=== What the task asks ===
Every line of the records must be repeated exactly; pictures stay out.
— Start of Provided data —
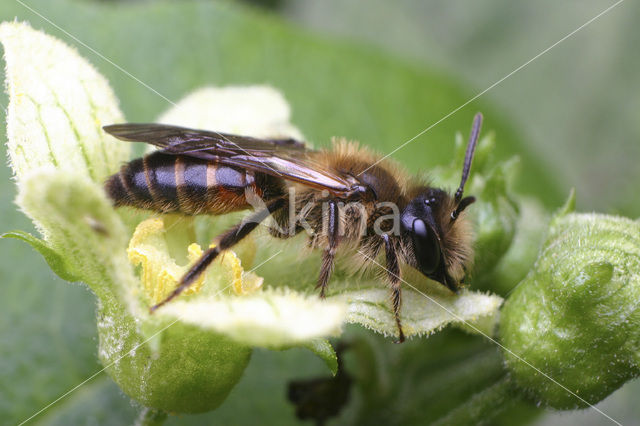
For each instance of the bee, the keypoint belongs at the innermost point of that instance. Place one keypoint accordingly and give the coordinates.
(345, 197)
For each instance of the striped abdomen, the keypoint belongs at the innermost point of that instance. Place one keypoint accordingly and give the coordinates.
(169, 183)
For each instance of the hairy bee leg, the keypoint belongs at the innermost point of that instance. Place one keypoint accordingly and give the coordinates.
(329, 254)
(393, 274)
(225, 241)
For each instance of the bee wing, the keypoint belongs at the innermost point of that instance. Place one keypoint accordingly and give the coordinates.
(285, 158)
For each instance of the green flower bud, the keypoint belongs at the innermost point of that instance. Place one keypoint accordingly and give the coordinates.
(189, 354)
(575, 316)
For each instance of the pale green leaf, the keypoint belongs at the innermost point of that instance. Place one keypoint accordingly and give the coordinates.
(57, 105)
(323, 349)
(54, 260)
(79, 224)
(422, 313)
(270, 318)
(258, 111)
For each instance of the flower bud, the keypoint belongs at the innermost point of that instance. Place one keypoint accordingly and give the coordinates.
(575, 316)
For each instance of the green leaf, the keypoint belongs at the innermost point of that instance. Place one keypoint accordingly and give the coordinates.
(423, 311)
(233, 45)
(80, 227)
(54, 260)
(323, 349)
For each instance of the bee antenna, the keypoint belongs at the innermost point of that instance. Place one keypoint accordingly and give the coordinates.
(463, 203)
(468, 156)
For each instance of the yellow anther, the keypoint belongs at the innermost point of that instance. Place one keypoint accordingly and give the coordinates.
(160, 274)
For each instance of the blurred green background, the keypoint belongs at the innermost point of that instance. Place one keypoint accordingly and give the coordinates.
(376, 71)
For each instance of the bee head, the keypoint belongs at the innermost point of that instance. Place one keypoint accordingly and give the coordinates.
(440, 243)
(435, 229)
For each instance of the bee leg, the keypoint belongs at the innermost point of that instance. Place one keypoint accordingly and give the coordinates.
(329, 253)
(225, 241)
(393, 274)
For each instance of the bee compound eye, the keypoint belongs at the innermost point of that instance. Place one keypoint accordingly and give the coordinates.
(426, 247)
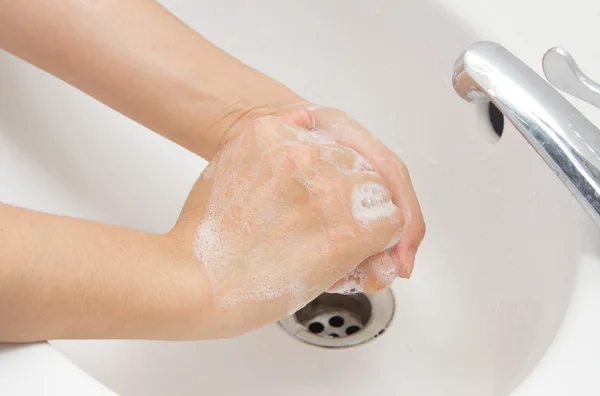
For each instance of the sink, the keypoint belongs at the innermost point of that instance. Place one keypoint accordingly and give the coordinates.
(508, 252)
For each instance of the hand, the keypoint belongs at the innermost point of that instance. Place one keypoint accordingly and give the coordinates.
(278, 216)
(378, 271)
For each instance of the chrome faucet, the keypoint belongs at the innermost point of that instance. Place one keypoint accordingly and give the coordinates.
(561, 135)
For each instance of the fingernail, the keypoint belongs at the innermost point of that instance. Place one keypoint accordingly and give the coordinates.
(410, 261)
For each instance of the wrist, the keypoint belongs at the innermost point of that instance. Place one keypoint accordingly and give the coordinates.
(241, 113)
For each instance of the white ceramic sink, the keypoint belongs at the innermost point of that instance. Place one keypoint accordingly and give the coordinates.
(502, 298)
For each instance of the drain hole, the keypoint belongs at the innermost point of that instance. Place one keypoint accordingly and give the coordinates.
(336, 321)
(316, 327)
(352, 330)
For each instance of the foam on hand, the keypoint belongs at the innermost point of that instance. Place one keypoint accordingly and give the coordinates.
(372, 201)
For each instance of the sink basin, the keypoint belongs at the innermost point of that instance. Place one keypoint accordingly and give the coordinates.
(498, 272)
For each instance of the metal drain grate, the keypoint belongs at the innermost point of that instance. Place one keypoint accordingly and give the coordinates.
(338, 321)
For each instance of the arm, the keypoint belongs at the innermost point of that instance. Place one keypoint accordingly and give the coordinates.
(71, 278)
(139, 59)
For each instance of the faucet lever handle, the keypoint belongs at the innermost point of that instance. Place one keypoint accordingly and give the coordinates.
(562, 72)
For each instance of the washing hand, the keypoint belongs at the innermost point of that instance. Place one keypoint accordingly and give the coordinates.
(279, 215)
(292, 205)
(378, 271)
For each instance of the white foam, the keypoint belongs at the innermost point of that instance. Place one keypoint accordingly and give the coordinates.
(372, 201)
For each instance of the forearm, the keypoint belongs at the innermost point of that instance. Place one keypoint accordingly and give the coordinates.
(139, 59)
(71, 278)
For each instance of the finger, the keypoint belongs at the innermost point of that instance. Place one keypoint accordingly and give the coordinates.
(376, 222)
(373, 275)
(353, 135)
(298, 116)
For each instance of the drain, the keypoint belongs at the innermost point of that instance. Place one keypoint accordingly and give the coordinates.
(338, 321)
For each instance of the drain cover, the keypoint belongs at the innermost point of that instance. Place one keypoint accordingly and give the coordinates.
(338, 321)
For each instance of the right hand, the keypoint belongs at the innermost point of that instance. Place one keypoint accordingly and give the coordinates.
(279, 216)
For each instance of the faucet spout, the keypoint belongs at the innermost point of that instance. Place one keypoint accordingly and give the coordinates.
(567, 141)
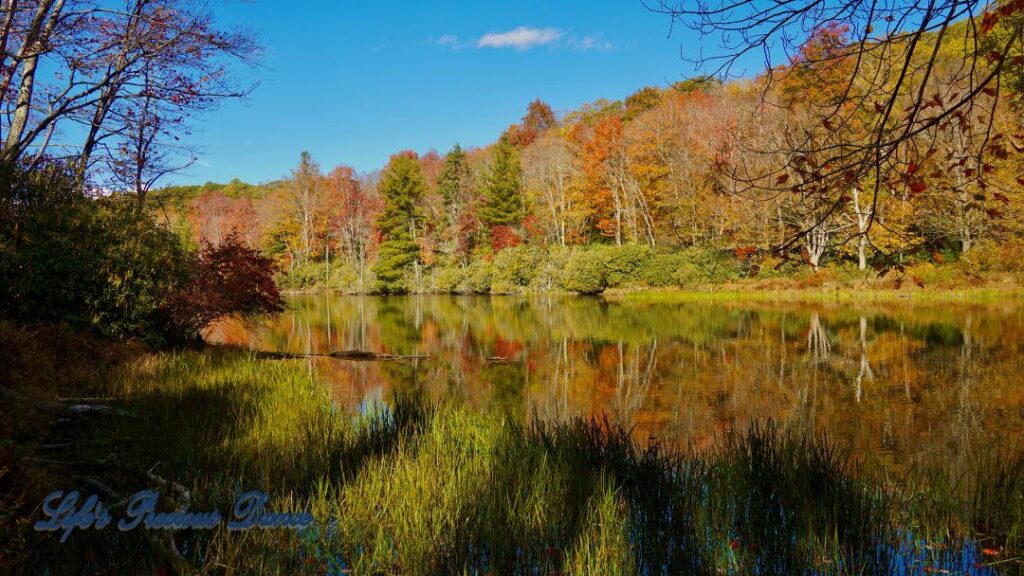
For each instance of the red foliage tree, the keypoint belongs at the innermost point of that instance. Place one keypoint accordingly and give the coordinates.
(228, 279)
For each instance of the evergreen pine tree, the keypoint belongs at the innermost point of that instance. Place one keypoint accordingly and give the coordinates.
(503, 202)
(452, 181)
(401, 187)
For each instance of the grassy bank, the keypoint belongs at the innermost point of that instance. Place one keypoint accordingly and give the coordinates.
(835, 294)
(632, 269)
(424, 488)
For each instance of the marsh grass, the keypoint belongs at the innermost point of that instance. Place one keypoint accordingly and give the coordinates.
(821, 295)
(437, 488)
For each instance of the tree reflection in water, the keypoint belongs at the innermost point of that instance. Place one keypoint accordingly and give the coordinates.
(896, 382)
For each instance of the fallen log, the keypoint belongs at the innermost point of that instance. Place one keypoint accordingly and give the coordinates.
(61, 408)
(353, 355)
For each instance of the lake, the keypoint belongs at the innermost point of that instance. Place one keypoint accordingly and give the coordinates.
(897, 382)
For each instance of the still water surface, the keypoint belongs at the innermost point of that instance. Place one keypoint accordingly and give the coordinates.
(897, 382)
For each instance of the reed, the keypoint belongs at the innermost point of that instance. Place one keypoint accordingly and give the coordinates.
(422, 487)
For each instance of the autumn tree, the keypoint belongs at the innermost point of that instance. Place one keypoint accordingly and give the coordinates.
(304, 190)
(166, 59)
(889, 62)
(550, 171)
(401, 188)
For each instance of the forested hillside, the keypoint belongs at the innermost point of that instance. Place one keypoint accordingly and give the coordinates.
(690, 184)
— End of Provided data —
=== Result ===
For each instance of the bee, the keypoint belongs at the innermost point of that instance. Place one keypoint accordingly and give the coordinates.
(345, 197)
For each instance of the striped abdomen, the keypoint belongs at the innermost point of that instance. Place one keypoint accordingly and give the coordinates.
(169, 183)
For each instance of the hairy bee leg, the keypoint belongs at the innermost point of that instance. Place one keypoint accordingly and give the coordinates.
(329, 254)
(393, 274)
(225, 241)
For each instance of the bee wing, the keypoint belongs at the innermost point of that instance. Place one keypoint accordingly and give the coordinates.
(285, 158)
For each instance of the green flower bud, the keypoint belongs at the innermost point of that instance. Place one keypoint accordingly and give the coordinates.
(189, 354)
(575, 316)
For each instance of the pale green leaf, the keypoint belongs at the innermost point of that instance. Place one keypoint accordingly and give the coordinates.
(57, 105)
(323, 349)
(54, 260)
(79, 224)
(422, 313)
(270, 318)
(258, 111)
For each instance of the flower bud, the keypoint belongs at the innermost point of that instance. Place one keypoint accordingly and give the coordinates.
(575, 316)
For each instance of the green leaf, the keypoint belongs at the innermost point of that instance. Place one keypoint accordingly and give the coordinates.
(423, 311)
(233, 45)
(80, 227)
(54, 260)
(323, 349)
For each instance of the bee antenna, the keypoint belongs at the innermost point of that instance. Place one keypoint accordingly and give the coordinates.
(463, 203)
(468, 156)
For each instance of the yellow anther, the keypoint belongs at the innermost point of that instance. Place one keypoint accordingly and give the coordinates.
(160, 274)
For each instance of the blurred green background, the keypoint belongs at the innermost point of that instance. Place one keypoint accordingly and give the coordinates.
(376, 71)
For each instance of the bee head, the keypoint belongs at the innermost point of that instance. Place one keypoint accordingly and give the coordinates.
(440, 243)
(435, 229)
For each instance of the bee leg, the keypoint belongs at the innermost point of that instance. Place one keypoint accordingly and give the coordinates.
(329, 253)
(225, 241)
(393, 274)
For each instance of the bee compound eye, the keypoint belongs at the innermost point of that instance. Place one keypoint accordingly and give the coordinates.
(426, 247)
For each instance of the sink, the keypoint belongs at the innermost point of that instance. Place one keypoint accordingly and give the coordinates.
(508, 252)
For each instance of the hand, the keypoint belongs at the innermost point of that instance. Place one keypoint accordingly and give the coordinates.
(278, 216)
(378, 271)
For each instance of the chrome faucet, the keypoint belongs at the innermost point of that instance. Place one keypoint accordingly and give the coordinates.
(561, 135)
For each instance of the fingernail, the keypoint belongs at the innermost point of that instance. Place one keypoint accordingly and give the coordinates.
(410, 261)
For each instance of the wrist, the keypoint belongs at the innermost point of that instance. Place one keypoint accordingly and give the coordinates.
(241, 113)
For each instance of the white ceramic sink, the keypoint belongs at the innermost point of that instance. Place one keypoint accordingly and give the coordinates.
(502, 298)
For each instance of the drain hole, the keypoint belongs at the innermost point of that instance. Place one keypoint accordingly and give the coordinates.
(336, 321)
(316, 327)
(352, 330)
For each instance of the foam on hand, the keypoint belongs at the innermost point of that instance. Place one keypoint accordingly and give the coordinates.
(372, 201)
For each instance of the sink basin, the keypoint belongs at the innermost point of that instance. Place one keypoint accordingly and give the coordinates.
(498, 272)
For each instance of the metal drain grate, the keypoint belongs at the innermost point of that instance. Place one keypoint accordingly and give the coordinates.
(338, 321)
For each instance of the arm, the keypoint belongs at the innermost point of that instance. Place one keypoint accordingly and give the coordinates.
(71, 278)
(139, 59)
For each instance of the faucet lever handle, the keypoint belongs at the innermost point of that instance. Place one keypoint accordingly and give the coordinates.
(562, 72)
For each instance of the washing hand, the keypoint belongs at the innermost point of that instance. Place one keypoint accordingly and give the coordinates.
(279, 215)
(292, 205)
(378, 271)
For each instance of the white foam, the keypoint belongs at the innermost point of that instance. Place one keypoint accordingly and give the coordinates.
(372, 201)
For each instance of the forearm, the keypoint belongs at the innermost point of that instance. Place one keypoint accordingly and give the coordinates.
(139, 59)
(71, 278)
For each instance of the finger, the keypoint belongs at the innermost point of that instance. Place one keypoint accordingly and give the coordinates.
(376, 222)
(373, 275)
(353, 135)
(298, 116)
For each instance of the drain, the keypoint belongs at the innermost point of that instance. Place one keypoint accordingly and give the coordinates.
(338, 321)
For each instance of the drain cover, the keypoint belongs at the innermost point of that instance. Place one keypoint accordingly and give the coordinates.
(338, 321)
For each instance of the right hand, the keypoint belongs at the innermost point of that instance. Place one keypoint accordingly and give the coordinates.
(279, 216)
For each instance of the faucet spout, the keypoint belongs at the innermost point of that instance. Place one keypoint accordingly and give the coordinates.
(567, 141)
For each instance of the red foliage tree, the keypoint belongs at the innermost point of that instance. Place one keypoint accordingly and give the coordinates.
(228, 279)
For each instance of the evergreen pine tree, the keypoint belongs at the innermost point of that instance. Place one keypoint accordingly and give the coordinates.
(503, 202)
(452, 181)
(401, 187)
For each instance of the grassy bank, the keypoint belongs at the innermost point of that instance. Place one keypoint accordingly and give the coordinates.
(835, 294)
(632, 269)
(424, 488)
For each instance of the marsh grass, the keypoint belongs at the innermost point of that instance. Place one keypoint accordingly and give the coordinates.
(821, 295)
(437, 488)
For each instance of the tree reflection in water, the keypoint belongs at the innermost point of that instance. Place one keypoint accordingly and give the coordinates.
(896, 382)
For each instance of the fallen log, the keypoint belongs at the innermost point of that instance. Place one keypoint accordingly and give the coordinates.
(61, 408)
(353, 355)
For each instance of the lake, the keypoint belongs at the innermost point of that instance. Place one keypoint accordingly and give the coordinates.
(897, 382)
For each instance of the still water surface, the keypoint belongs at the innermost point of that instance. Place one keypoint accordingly and give the coordinates.
(897, 382)
For each instance of the reed, the keypoint belongs at the innermost point of that instance. Place one keypoint accordingly and give the coordinates.
(422, 487)
For each instance of the autumn tree, the keypoint belongs at the innermost point of that instance. Place one keypoint accordingly and give the coordinates.
(304, 190)
(166, 59)
(889, 62)
(550, 171)
(401, 188)
For each instance of the forested hillside, the keypoint belongs at the innermost point of that instance. Place one keypoint accordingly and give the coordinates.
(690, 184)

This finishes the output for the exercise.